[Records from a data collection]
▽

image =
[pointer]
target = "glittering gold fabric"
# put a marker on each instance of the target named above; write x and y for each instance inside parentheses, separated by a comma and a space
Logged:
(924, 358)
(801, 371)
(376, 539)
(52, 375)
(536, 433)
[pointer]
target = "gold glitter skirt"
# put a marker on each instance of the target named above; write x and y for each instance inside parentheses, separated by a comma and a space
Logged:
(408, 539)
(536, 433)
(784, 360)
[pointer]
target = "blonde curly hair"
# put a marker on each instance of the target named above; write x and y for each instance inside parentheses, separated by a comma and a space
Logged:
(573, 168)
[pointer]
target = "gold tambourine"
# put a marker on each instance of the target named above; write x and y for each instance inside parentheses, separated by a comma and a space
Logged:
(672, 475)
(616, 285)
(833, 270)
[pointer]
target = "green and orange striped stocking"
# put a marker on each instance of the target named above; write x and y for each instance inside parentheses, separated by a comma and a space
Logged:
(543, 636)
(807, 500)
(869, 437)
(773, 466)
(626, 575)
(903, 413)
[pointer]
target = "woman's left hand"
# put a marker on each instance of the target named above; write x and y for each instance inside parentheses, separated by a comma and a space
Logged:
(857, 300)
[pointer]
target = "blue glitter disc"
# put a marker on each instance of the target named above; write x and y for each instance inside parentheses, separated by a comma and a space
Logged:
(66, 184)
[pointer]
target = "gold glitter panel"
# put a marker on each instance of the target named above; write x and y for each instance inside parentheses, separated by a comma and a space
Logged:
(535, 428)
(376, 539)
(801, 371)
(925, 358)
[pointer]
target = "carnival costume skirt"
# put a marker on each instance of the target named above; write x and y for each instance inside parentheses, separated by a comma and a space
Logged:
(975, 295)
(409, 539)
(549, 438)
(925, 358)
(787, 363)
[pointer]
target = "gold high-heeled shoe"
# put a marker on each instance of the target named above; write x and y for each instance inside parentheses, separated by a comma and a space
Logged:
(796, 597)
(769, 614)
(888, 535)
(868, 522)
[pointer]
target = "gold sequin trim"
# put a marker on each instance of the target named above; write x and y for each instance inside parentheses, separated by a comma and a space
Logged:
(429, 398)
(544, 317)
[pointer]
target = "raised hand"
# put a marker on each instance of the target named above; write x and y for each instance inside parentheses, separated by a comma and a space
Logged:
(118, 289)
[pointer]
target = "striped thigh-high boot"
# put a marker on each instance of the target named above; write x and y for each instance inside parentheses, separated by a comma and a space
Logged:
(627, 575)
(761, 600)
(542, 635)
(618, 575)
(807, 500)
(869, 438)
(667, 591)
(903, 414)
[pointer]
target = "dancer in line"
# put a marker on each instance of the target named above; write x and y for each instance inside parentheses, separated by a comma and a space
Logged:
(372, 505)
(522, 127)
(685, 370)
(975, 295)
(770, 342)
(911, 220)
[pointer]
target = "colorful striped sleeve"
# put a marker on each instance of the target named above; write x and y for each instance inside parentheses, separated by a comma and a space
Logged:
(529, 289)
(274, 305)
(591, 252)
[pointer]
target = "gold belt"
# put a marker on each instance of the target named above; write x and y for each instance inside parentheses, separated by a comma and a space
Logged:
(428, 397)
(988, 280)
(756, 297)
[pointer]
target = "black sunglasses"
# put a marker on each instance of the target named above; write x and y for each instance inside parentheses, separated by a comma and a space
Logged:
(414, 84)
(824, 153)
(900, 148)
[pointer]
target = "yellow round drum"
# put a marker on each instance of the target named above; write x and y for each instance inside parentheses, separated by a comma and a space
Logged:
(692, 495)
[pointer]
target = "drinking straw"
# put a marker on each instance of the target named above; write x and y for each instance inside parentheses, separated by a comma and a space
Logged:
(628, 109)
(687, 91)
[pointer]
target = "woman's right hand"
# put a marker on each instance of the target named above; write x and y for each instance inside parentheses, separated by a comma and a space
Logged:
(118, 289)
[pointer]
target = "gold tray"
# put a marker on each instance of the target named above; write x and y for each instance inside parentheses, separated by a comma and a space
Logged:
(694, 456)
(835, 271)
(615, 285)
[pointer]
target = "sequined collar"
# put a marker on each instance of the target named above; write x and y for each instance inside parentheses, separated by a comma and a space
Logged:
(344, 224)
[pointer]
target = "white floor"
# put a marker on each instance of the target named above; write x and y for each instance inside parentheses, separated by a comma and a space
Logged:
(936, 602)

△

■ **WHAT THIS TASK INVOLVES**
Reproduce all data above, unchanged.

■ **OUTPUT FOR THIS EXERCISE**
image =
[pointer]
target = "glittering gold fabric"
# put a marker on each instance of the target named above; write x and y for each instance inside parentheses, separated by a comma and a space
Logged:
(924, 358)
(801, 371)
(376, 539)
(52, 375)
(536, 433)
[pointer]
target = "gold glitter skirt"
# put a marker on each instance of the target named above; write x and y for each instance inside parentheses, separated by a comma and a space
Logged:
(408, 539)
(536, 433)
(784, 360)
[pointer]
target = "blonde curly hair"
# put a marker on each instance of the target named above; write x and y for each instance inside parentheses, separated by a comma and a space
Logged:
(573, 168)
[pointer]
target = "gold tambourine"
# put a marker on each instance of the target named above; write x and y for each instance inside parentheses, separated by a comma and a space
Logged:
(672, 475)
(616, 285)
(833, 270)
[pointer]
target = "green and orange striped stocking"
# put a marker on each instance of the target named above; write x and y for each instance inside parentheses, separated by a comma and a space
Logged:
(543, 636)
(807, 500)
(869, 437)
(773, 466)
(626, 575)
(903, 413)
[pointer]
target = "woman's left hand"
# put a marker on each instance of the target named above; write x and y for each instance inside parentheses, separated by a comma and a space
Logged:
(857, 300)
[pointer]
target = "blue glitter disc"
# put a marker on each instance of the target named above; write x and y for each instance inside parentheses, separated by a comma and a space
Logged:
(66, 184)
[pointer]
target = "gold glitter panel"
# put a marker on each instance of the target named above; write x and y for each instance inside parentheses, separated by a comma and a space
Logged:
(535, 428)
(376, 539)
(801, 371)
(925, 358)
[pointer]
target = "carnival costume skirt"
# put a marker on each instance of the target named above; write x and y for each instance inside parentheses, separated by a comma and a space
Logged:
(975, 295)
(409, 539)
(549, 438)
(925, 358)
(787, 363)
[pointer]
target = "gold high-heeled shoe"
# put a marker on each instance of the target named above; write x and y for each instance inside parentheses, separated by a comma and a space
Logged:
(796, 597)
(769, 614)
(888, 535)
(868, 522)
[pointer]
target = "gold sequin trim"
# put a marker on each instance of the target named above; write x and y for each instance inside parentheses, separated by a comma and a space
Logged:
(429, 398)
(544, 317)
[pointer]
target = "raised hand"
# put a marker on each instance of the target named above; write x and y for each instance inside parentheses, separated by a comma and a space
Logged:
(118, 289)
[pointer]
target = "striped thigh-high boot"
# put a marker on each instance of the target named above; write x and y for each instance inside parentheses, separated by a comma and a space
Logged:
(627, 575)
(761, 600)
(542, 635)
(618, 575)
(807, 500)
(869, 438)
(667, 591)
(903, 414)
[pointer]
target = "dancer in line"
# put a marker on each instance of the target named above; write x and y for each instance inside parentheses, separated by a comma and a space
Logged:
(372, 505)
(522, 127)
(685, 370)
(975, 295)
(770, 342)
(911, 220)
[pointer]
target = "colorful striped sleeve"
# put a marker on each instance of the target named above; write x and y for each instance inside parentheses, separated by a comma and a space
Logged:
(529, 289)
(274, 305)
(591, 252)
[pointer]
target = "gold belt"
# put a marker on each instance of the target named above; write x and y for each instance inside parentheses, separated by a comma and a space
Logged:
(428, 397)
(988, 280)
(756, 297)
[pointer]
target = "black sunglasses"
# put a marker on each instance of the target named above; write x and y for each instance inside parentheses, separated by a comma and a space
Logged:
(414, 84)
(824, 153)
(900, 148)
[pointer]
target = "yellow round drum"
# put a marker on each instance of the target named above; write x and y for each instance inside parentheses, separated by a comma and a space
Logged:
(692, 495)
[pointer]
target = "drinking straw"
# put a marker on each instance of the target named above; write x and y for each instance inside parentheses, separated by a comma and a space
Logged:
(628, 109)
(687, 91)
[pointer]
target = "woman's right hand"
# put a marker on each instance of the target named above; write x and y for each instance inside parentheses, separated by a comma and a space
Logged:
(118, 289)
[pointer]
target = "gold tray"
# put a marker on each instance of the target named above; write x and y for each instance inside parentheses, separated by a comma and a space
Logged:
(694, 456)
(835, 271)
(615, 285)
[pointer]
target = "sequined collar"
# put a marker on each instance of the target named above; write x and y for each instance inside parentheses, separated by a comma and a space
Logged:
(344, 224)
[pointer]
target = "white floor"
# put a marker on each instance of the target named above; write x and y for each instance inside parentheses, separated by a comma and a space
Logged:
(936, 602)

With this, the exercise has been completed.